Goal> Copy all of the records below word for word, changing nothing.

Extracted entries>
---

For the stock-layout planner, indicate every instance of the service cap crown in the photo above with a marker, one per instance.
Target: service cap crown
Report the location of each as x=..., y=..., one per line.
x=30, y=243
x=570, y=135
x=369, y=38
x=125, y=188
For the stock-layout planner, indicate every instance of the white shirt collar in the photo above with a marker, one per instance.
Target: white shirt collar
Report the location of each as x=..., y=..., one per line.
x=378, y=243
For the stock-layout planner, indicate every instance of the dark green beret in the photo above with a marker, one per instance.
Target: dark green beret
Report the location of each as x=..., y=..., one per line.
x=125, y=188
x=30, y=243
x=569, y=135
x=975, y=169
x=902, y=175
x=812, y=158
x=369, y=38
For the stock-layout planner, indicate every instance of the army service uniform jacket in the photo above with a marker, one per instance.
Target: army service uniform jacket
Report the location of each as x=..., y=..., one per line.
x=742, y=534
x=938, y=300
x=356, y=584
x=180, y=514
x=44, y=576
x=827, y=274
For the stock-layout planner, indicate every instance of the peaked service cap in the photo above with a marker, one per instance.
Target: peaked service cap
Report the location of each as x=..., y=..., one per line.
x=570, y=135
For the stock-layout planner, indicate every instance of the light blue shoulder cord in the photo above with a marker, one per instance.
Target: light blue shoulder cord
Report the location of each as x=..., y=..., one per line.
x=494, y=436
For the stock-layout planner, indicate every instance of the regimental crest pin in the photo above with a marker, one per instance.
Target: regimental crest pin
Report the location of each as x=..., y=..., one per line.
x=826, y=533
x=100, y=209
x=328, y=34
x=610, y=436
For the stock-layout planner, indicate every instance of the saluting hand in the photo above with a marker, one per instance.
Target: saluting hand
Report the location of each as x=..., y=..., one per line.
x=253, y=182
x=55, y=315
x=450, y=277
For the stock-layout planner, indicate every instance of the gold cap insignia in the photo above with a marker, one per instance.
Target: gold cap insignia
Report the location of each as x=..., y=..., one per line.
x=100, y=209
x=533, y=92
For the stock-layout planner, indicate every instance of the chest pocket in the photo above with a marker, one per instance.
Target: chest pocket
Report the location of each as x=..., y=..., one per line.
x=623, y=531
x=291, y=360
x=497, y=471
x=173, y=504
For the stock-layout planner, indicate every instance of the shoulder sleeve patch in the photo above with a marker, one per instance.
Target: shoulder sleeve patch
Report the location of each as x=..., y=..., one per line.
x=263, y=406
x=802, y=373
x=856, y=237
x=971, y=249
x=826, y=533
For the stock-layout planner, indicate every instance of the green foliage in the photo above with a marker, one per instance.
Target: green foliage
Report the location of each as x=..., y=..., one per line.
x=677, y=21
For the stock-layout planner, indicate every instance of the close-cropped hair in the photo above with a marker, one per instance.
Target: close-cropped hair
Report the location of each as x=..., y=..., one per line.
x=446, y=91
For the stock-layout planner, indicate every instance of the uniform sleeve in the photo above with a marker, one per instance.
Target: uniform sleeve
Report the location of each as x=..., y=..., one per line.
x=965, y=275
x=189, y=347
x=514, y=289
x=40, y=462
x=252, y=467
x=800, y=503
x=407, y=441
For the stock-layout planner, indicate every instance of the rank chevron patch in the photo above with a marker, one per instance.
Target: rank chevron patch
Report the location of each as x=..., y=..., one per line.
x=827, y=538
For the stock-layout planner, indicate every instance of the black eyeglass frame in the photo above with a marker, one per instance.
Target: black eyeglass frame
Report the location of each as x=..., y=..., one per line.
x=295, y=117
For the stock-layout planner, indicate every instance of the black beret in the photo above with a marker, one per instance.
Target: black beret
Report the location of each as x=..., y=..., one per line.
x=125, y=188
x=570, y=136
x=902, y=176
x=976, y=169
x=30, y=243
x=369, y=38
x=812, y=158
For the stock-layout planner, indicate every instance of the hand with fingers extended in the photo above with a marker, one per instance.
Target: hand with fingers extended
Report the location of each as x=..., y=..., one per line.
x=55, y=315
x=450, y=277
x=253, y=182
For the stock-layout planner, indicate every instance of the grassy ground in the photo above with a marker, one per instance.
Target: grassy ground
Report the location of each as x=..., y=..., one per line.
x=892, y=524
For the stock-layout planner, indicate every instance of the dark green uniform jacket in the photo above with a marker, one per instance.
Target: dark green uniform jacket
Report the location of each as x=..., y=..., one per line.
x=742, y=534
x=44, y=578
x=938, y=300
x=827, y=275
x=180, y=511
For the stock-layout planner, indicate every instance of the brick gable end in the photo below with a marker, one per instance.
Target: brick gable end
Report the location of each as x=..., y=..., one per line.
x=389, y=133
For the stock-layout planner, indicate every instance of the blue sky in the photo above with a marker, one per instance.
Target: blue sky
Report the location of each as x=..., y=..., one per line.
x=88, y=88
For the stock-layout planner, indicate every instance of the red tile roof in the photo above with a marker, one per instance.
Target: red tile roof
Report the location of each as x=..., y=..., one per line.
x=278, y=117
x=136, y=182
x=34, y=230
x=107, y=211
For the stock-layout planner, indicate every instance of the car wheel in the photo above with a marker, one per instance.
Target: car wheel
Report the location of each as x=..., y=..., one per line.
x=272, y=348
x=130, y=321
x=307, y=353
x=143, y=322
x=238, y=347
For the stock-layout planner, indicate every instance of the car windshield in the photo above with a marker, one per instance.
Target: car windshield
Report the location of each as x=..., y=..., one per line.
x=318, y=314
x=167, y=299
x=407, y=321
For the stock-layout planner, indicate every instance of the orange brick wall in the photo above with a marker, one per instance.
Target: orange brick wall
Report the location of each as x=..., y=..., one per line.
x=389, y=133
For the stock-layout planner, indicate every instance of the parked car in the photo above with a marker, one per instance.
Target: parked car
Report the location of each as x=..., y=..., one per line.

---

Response for this exercise>
For the stock-layout planner, indicate every instance of the service cap crown in the photo above with a marker, one per instance.
Target: service cap crown
Report the location of each as x=..., y=..., one per line.
x=30, y=243
x=570, y=135
x=369, y=38
x=125, y=188
For the stock-layout planner, indicate every instance of the white shirt collar in the photo above with a marker, one per instance.
Target: white shirt collar
Report the location of each as x=..., y=..., one per line.
x=378, y=243
For the stock-layout planner, indicate every instance of the dark green beret in the photo above with a marker, one per instance.
Target: dark green beret
Report the location of each as x=..., y=..., one per line.
x=125, y=188
x=30, y=243
x=569, y=135
x=975, y=169
x=902, y=175
x=812, y=158
x=369, y=38
For the stock-layout planner, indicate every instance of the army service uniform jacket in the photo above with a marker, one per instance.
Target: army service uniform jacket
Report the location of each as x=..., y=..., one per line.
x=742, y=534
x=938, y=300
x=356, y=584
x=180, y=514
x=44, y=576
x=827, y=274
For the stock-layout planner, indicate every instance of the peaked service cap in the photo above with a marker, one per instance.
Target: peaked service cap
Report the location of each as x=..., y=..., one per line.
x=570, y=135
For the stock-layout planner, indicate every instance of the light blue shoulder cord in the photo above with a marker, one per instance.
Target: light blue shoulder cord
Report the location of each as x=..., y=..., one per line.
x=494, y=436
For the stock-layout planner, indicate every instance of the regimental crest pin in the photo above with a marker, one per instance.
Target: regimental crest pin
Report the location of each as x=..., y=..., one per line.
x=826, y=533
x=100, y=209
x=328, y=34
x=610, y=436
For the stock-layout planner, indicate every instance of the saluting hand in the photo above with a marker, one per instance.
Target: saluting hand
Report the location of each as x=..., y=..., one per line.
x=253, y=182
x=55, y=315
x=450, y=277
For the stock-layout planner, indicate every instance of the gold cap insignia in the photo above with a marker, one per instance.
Target: gold cap insignia
Report the location of each as x=..., y=..., one per line.
x=100, y=209
x=533, y=92
For the stock-layout planner, indicate every instance of the chest pocket in the photo above with a marker, one per instance.
Target: chest pocket
Report the location of each as x=..., y=..., one per line.
x=623, y=531
x=291, y=360
x=497, y=471
x=173, y=504
For the stock-layout planner, indicate every instance of the shoulder sleeve patch in the photo above with a marker, one per instance.
Target: shoulder sleeve patch
Report the location of each as x=..., y=..., one per line.
x=263, y=406
x=802, y=373
x=856, y=237
x=971, y=249
x=826, y=533
For the stock-layout planner, indicate every instance of the green foliage in the photo above with a marker, one per instance.
Target: green foliage
Report the location of each as x=..., y=..., one per line.
x=677, y=21
For the stock-layout planner, indicate every instance of the close-cropped hair in the photo above with a marker, one per instance.
Target: close-cropped hair
Report the location of each as x=..., y=..., one per line.
x=446, y=91
For the stock-layout planner, indicate every instance of the uniform sleeve in the photo above with a marker, one per instance.
Target: uniform sleeve
Report the location of each as x=..., y=..., one per line.
x=965, y=275
x=189, y=347
x=514, y=289
x=40, y=462
x=252, y=467
x=800, y=503
x=407, y=441
For the stock-layout planner, indicate every instance of the rank chevron patch in the photo above with a marker, one per instance.
Target: rank chevron patch
Report the location of each as x=..., y=..., one per line.
x=827, y=538
For the stock-layout planner, indicate every instance of the black eyeglass frame in the photo above with a marker, one per instance.
Target: black eyeglass frame
Report the location of each as x=..., y=..., one per line.
x=295, y=117
For the stock-layout planner, indicate every instance of the black beret in the photo above with a marker, one per instance.
Target: black beret
Report the location of each as x=..., y=..., one per line.
x=125, y=188
x=570, y=136
x=902, y=176
x=976, y=169
x=30, y=243
x=369, y=38
x=812, y=158
For the stock-layout planner, indicate every instance of the hand with fingers extended in the photo above with a marker, one per instance.
Target: hand with fingers extended
Report the location of each as x=..., y=..., one per line.
x=55, y=315
x=450, y=277
x=253, y=182
For the stock-layout planner, indicate every instance of the grassy ground in the photo above with a marker, one per instance.
Target: grassy ground
Report the location of each as x=..., y=..., one per line.
x=892, y=524
For the stock-layout planner, indicate every instance of the dark green uniform jacket in the photo above with a marker, one per instance.
Target: dark green uniform jacket
Report the location of each as x=..., y=..., one per line.
x=742, y=534
x=44, y=578
x=938, y=300
x=827, y=275
x=180, y=511
For the stock-layout planner, indicate every instance of the brick gable end in the photo below with a marker, one per instance.
Target: brick gable end
Report the location of each as x=..., y=..., one per line.
x=389, y=133
For the stock-layout planner, indicate every instance of the blue sky in the photo above with a marker, one per instance.
Target: blue sky
Report the location of each as x=..., y=..., one per line.
x=88, y=88
For the stock-layout planner, indicate every instance of the red tile roof in the photo above with a marker, one per instance.
Target: red tile roof
Report the location of each as x=..., y=..., one per line.
x=278, y=117
x=136, y=182
x=34, y=230
x=107, y=211
For the stock-layout planner, indicate every instance of the car wheel in the photo above with a marker, one per instance.
Target: car wheel
Report the location of each as x=..., y=..., one per line.
x=272, y=348
x=130, y=321
x=307, y=353
x=143, y=322
x=238, y=347
For the stock-layout planner, indicate every instance of the car windshield in the photo above with a marker, one per instance.
Target: car windshield
Report the location of each as x=..., y=..., one per line.
x=318, y=314
x=167, y=299
x=407, y=321
For the stock-layout planner, indicate every instance of the orange brick wall in the photo above with a marker, one per instance.
Target: orange brick wall
Report the location of each as x=..., y=..., one per line.
x=389, y=133
For the stock-layout planner, indicate every instance of the parked car in the photo above with a marker, one per instance.
Target: parked car
Report the location of each as x=..., y=..., one per line.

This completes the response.